(Beginning of EXCERPTED RECORDS)

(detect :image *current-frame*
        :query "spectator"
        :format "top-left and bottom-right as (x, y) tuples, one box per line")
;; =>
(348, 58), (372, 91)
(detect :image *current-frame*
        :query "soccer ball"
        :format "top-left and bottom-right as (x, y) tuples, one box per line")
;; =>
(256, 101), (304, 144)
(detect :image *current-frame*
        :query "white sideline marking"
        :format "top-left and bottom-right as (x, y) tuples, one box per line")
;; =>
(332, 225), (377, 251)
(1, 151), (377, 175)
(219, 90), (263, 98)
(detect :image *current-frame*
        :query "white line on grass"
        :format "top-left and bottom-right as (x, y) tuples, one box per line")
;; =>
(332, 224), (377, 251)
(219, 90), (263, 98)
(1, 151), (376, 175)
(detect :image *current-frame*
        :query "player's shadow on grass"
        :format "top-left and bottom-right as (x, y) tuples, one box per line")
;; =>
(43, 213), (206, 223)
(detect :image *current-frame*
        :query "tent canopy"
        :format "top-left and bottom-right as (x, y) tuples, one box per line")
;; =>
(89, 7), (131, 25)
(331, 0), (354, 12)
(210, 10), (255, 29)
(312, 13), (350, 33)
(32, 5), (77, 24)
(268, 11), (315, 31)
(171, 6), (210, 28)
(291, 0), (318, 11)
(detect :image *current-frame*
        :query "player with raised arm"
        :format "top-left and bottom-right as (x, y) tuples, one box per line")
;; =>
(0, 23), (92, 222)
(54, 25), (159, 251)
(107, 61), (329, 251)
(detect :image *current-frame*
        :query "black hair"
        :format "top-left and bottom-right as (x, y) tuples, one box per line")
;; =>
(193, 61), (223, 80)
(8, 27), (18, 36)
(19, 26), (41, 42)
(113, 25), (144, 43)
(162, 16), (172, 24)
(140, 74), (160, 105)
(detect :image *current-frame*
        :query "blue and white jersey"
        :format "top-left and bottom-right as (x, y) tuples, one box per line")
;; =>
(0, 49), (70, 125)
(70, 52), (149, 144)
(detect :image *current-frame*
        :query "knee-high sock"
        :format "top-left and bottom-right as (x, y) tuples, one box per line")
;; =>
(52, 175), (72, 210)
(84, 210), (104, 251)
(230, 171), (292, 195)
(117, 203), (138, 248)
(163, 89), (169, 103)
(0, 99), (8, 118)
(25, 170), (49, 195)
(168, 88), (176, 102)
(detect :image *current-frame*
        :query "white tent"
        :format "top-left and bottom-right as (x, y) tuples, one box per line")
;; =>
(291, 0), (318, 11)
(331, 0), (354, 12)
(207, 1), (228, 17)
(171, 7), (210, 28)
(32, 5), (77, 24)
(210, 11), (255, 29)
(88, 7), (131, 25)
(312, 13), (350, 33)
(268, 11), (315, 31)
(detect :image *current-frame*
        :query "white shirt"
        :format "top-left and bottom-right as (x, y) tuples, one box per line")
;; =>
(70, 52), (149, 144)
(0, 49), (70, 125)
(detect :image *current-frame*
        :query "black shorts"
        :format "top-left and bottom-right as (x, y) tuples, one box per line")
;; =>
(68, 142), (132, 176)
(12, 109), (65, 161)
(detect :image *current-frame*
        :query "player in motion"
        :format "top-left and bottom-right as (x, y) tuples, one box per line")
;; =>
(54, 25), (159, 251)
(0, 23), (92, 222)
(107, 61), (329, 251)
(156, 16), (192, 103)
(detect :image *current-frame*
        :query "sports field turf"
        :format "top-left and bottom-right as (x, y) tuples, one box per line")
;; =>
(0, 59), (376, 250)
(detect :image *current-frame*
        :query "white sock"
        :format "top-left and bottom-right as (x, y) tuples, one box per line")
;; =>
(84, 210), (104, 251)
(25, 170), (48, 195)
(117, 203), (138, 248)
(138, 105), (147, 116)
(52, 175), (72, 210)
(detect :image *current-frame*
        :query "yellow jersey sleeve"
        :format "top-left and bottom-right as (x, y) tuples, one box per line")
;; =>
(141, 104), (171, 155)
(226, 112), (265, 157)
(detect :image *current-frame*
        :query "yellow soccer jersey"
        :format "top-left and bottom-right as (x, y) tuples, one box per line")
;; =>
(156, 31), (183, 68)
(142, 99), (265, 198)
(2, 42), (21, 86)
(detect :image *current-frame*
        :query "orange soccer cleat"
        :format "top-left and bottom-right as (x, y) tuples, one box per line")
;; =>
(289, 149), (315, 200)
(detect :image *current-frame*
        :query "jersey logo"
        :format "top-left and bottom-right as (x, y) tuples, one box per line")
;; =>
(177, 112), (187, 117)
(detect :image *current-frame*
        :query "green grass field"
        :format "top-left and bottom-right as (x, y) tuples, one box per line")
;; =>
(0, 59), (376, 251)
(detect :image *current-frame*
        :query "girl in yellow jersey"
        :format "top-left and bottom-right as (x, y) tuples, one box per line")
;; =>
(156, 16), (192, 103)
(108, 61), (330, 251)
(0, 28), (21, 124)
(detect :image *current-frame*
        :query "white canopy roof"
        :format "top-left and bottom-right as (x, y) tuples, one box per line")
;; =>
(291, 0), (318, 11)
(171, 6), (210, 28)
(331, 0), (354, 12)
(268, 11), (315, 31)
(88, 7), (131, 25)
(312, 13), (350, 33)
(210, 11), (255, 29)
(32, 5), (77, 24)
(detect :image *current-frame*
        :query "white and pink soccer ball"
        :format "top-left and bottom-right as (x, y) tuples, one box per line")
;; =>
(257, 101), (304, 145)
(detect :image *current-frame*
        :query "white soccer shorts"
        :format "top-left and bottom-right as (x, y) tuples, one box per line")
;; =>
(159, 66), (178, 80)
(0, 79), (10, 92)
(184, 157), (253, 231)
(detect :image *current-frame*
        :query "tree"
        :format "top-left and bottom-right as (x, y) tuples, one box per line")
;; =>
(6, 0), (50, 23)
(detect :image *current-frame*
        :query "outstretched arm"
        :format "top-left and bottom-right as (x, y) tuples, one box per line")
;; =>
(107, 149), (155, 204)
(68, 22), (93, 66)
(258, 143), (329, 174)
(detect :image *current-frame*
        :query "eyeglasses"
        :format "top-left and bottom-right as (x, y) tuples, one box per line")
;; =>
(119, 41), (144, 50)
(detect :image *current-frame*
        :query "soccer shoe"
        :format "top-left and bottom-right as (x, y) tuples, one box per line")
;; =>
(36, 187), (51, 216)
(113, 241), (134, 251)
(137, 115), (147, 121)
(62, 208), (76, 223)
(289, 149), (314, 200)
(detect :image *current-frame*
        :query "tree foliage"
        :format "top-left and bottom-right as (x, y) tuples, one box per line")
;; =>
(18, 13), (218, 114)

(End of EXCERPTED RECORDS)

**WORK ORDER**.
Please type the entries above out again exactly.

**WRITTEN RESPONSE**.
(detect :image *current-frame*
        :query "spectator"
        :format "top-left and bottom-right as (x, y) tuples, one box per line")
;; =>
(348, 58), (372, 91)
(detect :image *current-frame*
        :query "soccer ball"
        :format "top-left and bottom-right as (x, y) tuples, one box per line")
;; =>
(256, 101), (304, 144)
(detect :image *current-frame*
        :query "white sideline marking"
        :format "top-left and bottom-right as (x, y) tuples, one box per line")
;; =>
(332, 225), (377, 251)
(1, 151), (377, 175)
(219, 90), (263, 98)
(detect :image *current-frame*
        :query "white line on grass"
        :format "top-left and bottom-right as (x, y) tuples, one box per line")
;; =>
(332, 224), (377, 251)
(219, 90), (263, 98)
(1, 151), (376, 175)
(detect :image *current-frame*
        :query "player's shadow on grass"
        :format "top-left and bottom-right as (x, y) tuples, one box per line")
;; =>
(43, 213), (206, 223)
(detect :image *current-frame*
        :query "tent canopy"
        :format "top-left and bottom-right as (x, y) tuples, one box per line")
;; =>
(89, 7), (131, 25)
(331, 0), (354, 12)
(210, 10), (255, 29)
(312, 13), (350, 33)
(32, 5), (77, 24)
(268, 11), (315, 31)
(171, 6), (210, 28)
(291, 0), (318, 11)
(detect :image *current-frame*
        :query "player with raised arm"
        :format "top-left and bottom-right as (x, y) tuples, one box per line")
;; =>
(0, 23), (92, 222)
(54, 25), (159, 251)
(107, 61), (329, 251)
(detect :image *current-frame*
        :query "black hair"
        :format "top-left and bottom-right as (x, y) tuples, one box per line")
;; =>
(193, 61), (223, 80)
(8, 27), (18, 36)
(19, 26), (41, 42)
(113, 25), (144, 43)
(162, 16), (172, 24)
(140, 74), (160, 105)
(detect :image *current-frame*
        :query "blue and white jersey"
        :format "top-left and bottom-right as (x, y) tuples, one box per line")
;; =>
(0, 49), (70, 125)
(70, 52), (149, 144)
(detect :image *current-frame*
        :query "knee-high sock"
        :format "top-left and bottom-right as (x, y) tuples, one box per line")
;; =>
(52, 175), (72, 210)
(84, 210), (104, 251)
(230, 171), (292, 195)
(117, 203), (138, 248)
(163, 89), (169, 103)
(0, 99), (8, 118)
(25, 170), (49, 195)
(168, 88), (176, 102)
(detect :image *current-frame*
        :query "white tent"
        :format "top-left and bottom-right as (x, y) tuples, one box per line")
;; =>
(291, 0), (318, 11)
(331, 0), (354, 12)
(207, 1), (228, 17)
(171, 7), (210, 28)
(32, 5), (77, 24)
(210, 11), (255, 29)
(88, 7), (131, 25)
(312, 13), (350, 33)
(268, 11), (315, 31)
(detect :image *current-frame*
        :query "white shirt"
        :format "top-left and bottom-right as (x, y) tuples, one box per line")
;; =>
(70, 52), (149, 144)
(0, 49), (70, 125)
(detect :image *current-frame*
        :query "black shorts"
        :format "top-left and bottom-right as (x, y) tuples, one box per line")
;; =>
(68, 142), (132, 176)
(12, 109), (65, 161)
(detect :image *current-frame*
        :query "player in motion"
        :format "top-left and bottom-right as (x, y) tuples, one box per line")
;; =>
(54, 25), (159, 251)
(0, 23), (92, 222)
(107, 61), (329, 251)
(156, 16), (192, 103)
(detect :image *current-frame*
        :query "sports field turf"
        :format "top-left and bottom-right as (x, y) tuples, one box per line")
;; =>
(0, 59), (376, 250)
(detect :image *current-frame*
        :query "white sock"
        :format "top-left and bottom-right as (x, y) tuples, one box per line")
;; =>
(84, 210), (104, 251)
(25, 170), (48, 195)
(117, 203), (138, 248)
(138, 105), (147, 116)
(52, 175), (72, 210)
(detect :image *current-frame*
        :query "yellow jersey sleeve"
        :format "top-left and bottom-right as (x, y) tuples, one box per line")
;; =>
(141, 104), (171, 155)
(226, 112), (265, 157)
(detect :image *current-frame*
        :query "yellow soccer jersey"
        :format "top-left and bottom-right as (x, y) tuples, one box per line")
;; =>
(156, 31), (183, 68)
(142, 99), (265, 198)
(2, 42), (21, 86)
(detect :image *current-frame*
        :query "orange soccer cleat"
        :format "top-left and bottom-right as (x, y) tuples, one box per line")
;; =>
(289, 149), (315, 200)
(detect :image *current-frame*
        :query "jersey logo"
        :format "top-left and bottom-right as (x, y) tuples, one box per line")
;; =>
(177, 112), (187, 117)
(detect :image *current-frame*
        :query "green grass field"
        :format "top-left and bottom-right as (x, y) tuples, one box per line")
;; =>
(0, 59), (376, 251)
(detect :image *current-frame*
        :query "girl in yellow jersey"
        :format "top-left and bottom-right as (x, y) tuples, one box per line")
;; =>
(156, 16), (192, 103)
(108, 61), (330, 251)
(0, 28), (21, 124)
(detect :image *current-frame*
        :query "white canopy roof"
        :format "top-left and bottom-right as (x, y) tuples, one box per line")
;; =>
(291, 0), (318, 11)
(171, 6), (210, 28)
(331, 0), (354, 12)
(268, 11), (315, 31)
(88, 7), (131, 25)
(312, 13), (350, 33)
(210, 11), (255, 29)
(32, 5), (77, 24)
(detect :image *current-frame*
        :query "white and pink soccer ball"
        :format "top-left and bottom-right as (x, y) tuples, one box per line")
;; =>
(257, 101), (304, 145)
(detect :image *current-frame*
        :query "white soccer shorts"
        :format "top-left and bottom-right as (x, y) tuples, one box per line")
;; =>
(159, 66), (178, 80)
(0, 79), (10, 92)
(184, 157), (253, 231)
(detect :image *current-frame*
        :query "tree"
        :format "top-left and bottom-right as (x, y) tuples, one box per line")
;; =>
(6, 0), (50, 23)
(detect :image *current-frame*
        :query "outstretched arm"
        :format "top-left and bottom-right as (x, y) tuples, one box per line")
;; =>
(107, 149), (155, 204)
(68, 22), (93, 66)
(258, 143), (329, 174)
(detect :image *current-frame*
        :query "eyeglasses"
        :format "top-left and bottom-right as (x, y) tuples, one box per line")
;; =>
(119, 41), (144, 50)
(detect :image *current-frame*
        :query "soccer shoe"
        :format "top-left and bottom-right as (x, y) tuples, one box per line")
;; =>
(36, 187), (51, 216)
(113, 241), (134, 251)
(137, 115), (147, 121)
(62, 208), (76, 223)
(289, 149), (314, 200)
(detect :image *current-frame*
        :query "tree foliage"
        :format "top-left and bottom-right as (x, y) tuples, one box per line")
;; =>
(18, 13), (218, 114)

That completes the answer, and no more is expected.